GIVEN PROBLEM: Copy the items below from the line with "Where can you spot the person" to the end, keeping the requests unchanged and adjusting each point coordinate by adding -37 to every number.

Items from a dataset:
_____
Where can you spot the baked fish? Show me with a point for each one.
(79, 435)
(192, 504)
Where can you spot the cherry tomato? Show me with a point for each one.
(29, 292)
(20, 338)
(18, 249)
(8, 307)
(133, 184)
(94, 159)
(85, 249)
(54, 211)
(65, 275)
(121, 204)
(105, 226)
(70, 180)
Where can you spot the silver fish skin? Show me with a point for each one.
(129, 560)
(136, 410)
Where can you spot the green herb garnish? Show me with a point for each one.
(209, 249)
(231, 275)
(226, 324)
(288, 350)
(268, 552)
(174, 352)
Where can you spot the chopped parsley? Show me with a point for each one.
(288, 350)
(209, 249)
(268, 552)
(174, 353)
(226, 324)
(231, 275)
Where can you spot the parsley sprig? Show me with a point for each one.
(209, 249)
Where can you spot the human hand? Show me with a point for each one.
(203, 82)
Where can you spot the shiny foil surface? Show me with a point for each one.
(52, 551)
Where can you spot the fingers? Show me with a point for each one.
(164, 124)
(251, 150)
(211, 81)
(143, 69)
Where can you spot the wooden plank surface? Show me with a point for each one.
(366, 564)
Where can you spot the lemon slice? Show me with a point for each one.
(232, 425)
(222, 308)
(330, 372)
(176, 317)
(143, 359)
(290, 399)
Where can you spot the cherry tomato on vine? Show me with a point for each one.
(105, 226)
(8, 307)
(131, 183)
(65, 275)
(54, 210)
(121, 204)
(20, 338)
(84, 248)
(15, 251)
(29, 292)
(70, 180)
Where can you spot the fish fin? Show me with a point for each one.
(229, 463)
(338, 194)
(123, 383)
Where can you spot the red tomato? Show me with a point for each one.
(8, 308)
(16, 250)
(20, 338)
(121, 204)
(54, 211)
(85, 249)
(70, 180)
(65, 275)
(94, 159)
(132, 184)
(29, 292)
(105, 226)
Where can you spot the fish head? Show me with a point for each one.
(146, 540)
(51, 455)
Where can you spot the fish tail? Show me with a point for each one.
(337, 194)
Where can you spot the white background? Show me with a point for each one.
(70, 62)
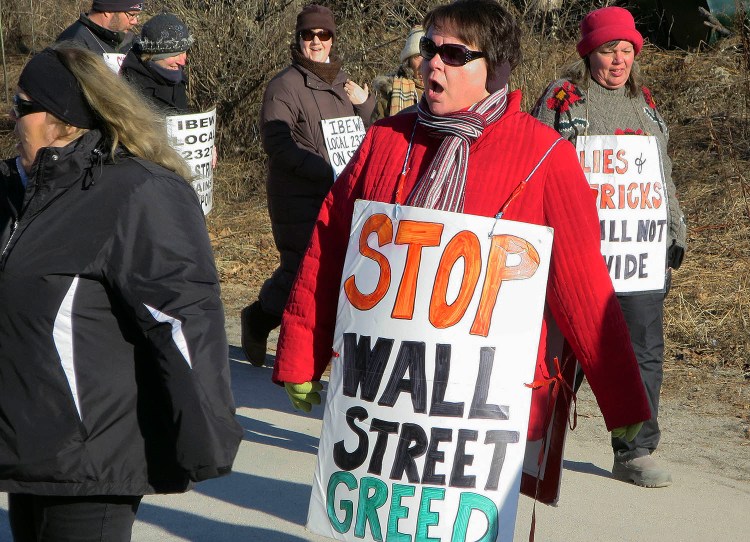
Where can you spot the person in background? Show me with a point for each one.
(106, 28)
(602, 93)
(312, 89)
(155, 66)
(114, 379)
(402, 89)
(505, 161)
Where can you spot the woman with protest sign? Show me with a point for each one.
(156, 63)
(602, 95)
(469, 149)
(114, 381)
(300, 169)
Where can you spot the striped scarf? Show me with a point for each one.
(443, 184)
_____
OUTPUT OF THE TASK:
Where can you spot the person in background? Show me with a point for each one.
(69, -9)
(565, 56)
(275, 52)
(118, 29)
(77, 342)
(365, 52)
(468, 124)
Where can you spot the woman with protest sign? Show me with a point for each one.
(119, 26)
(565, 58)
(432, 112)
(77, 344)
(263, 132)
Where can you spot the striped scarf? Show me with a point for each one.
(406, 147)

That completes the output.